**Source excerpt**
— BEGIN —
Morning, December 31, edited from Spurgeon’s Morning and Evening

“Now on the last day, the great day of the feast, Jesus stood and cried out, saying, ‘If anyone is thirsty, let him come to Me and drink.’” — John 7:37

Patience had her perfect work in the Lord Jesus, and until the last day of the feast he pleaded with the Jews, even as on this last day of the year he pleads with us, and waits to be gracious to us. Admirable indeed is the longsuffering of the Savior in bearing with some of us year after year, notwithstanding our aggravations, rebellion, and resistance to his Holy Spirit. Wonder of wonders that we are still in the land of mercy!

Pity expressed herself most plainly, for Jesus cried, which implies not only the loudness of his voice, but the tenderness of his tones. He implores us to be reconciled. “We pray you be reconciled to God,” says the Apostle, “as though God did beseech you by us.” What earnest, moving terms are these! How deep must be the love which makes the Lord weep over sinners, and like a mother woo his children to his embrace! Surely at the call of such a cry our willing hearts will come.
— END —
In the devotional, what does the word "cried" imply about how Jesus spoke?

**Collected material**
— BEGIN —
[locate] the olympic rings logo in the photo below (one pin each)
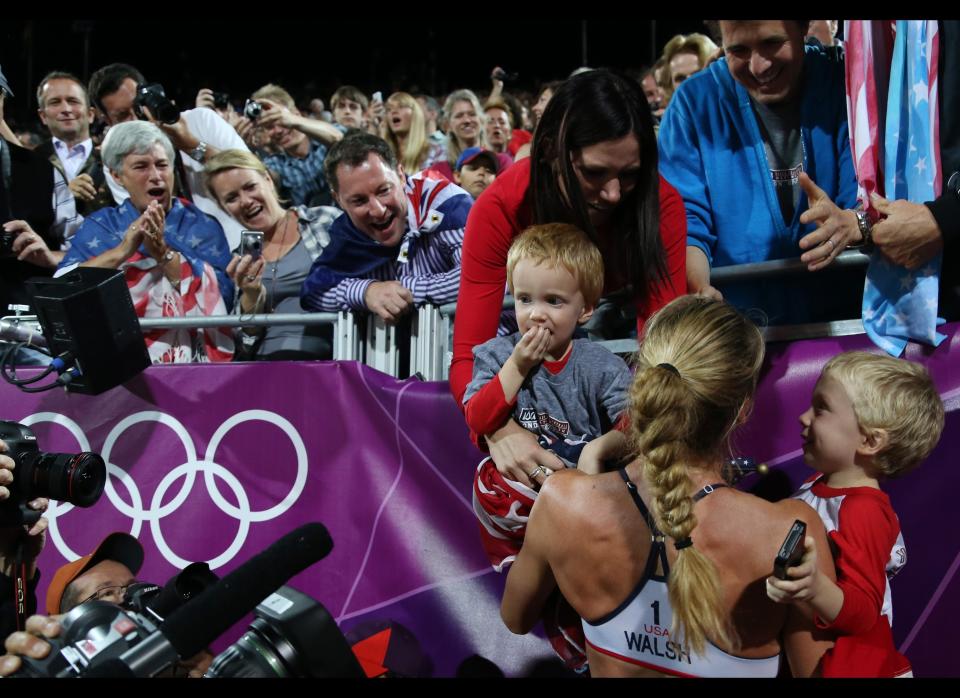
— END —
**Correct response**
It implies not only the loudness of his voice but also the tenderness of his tones.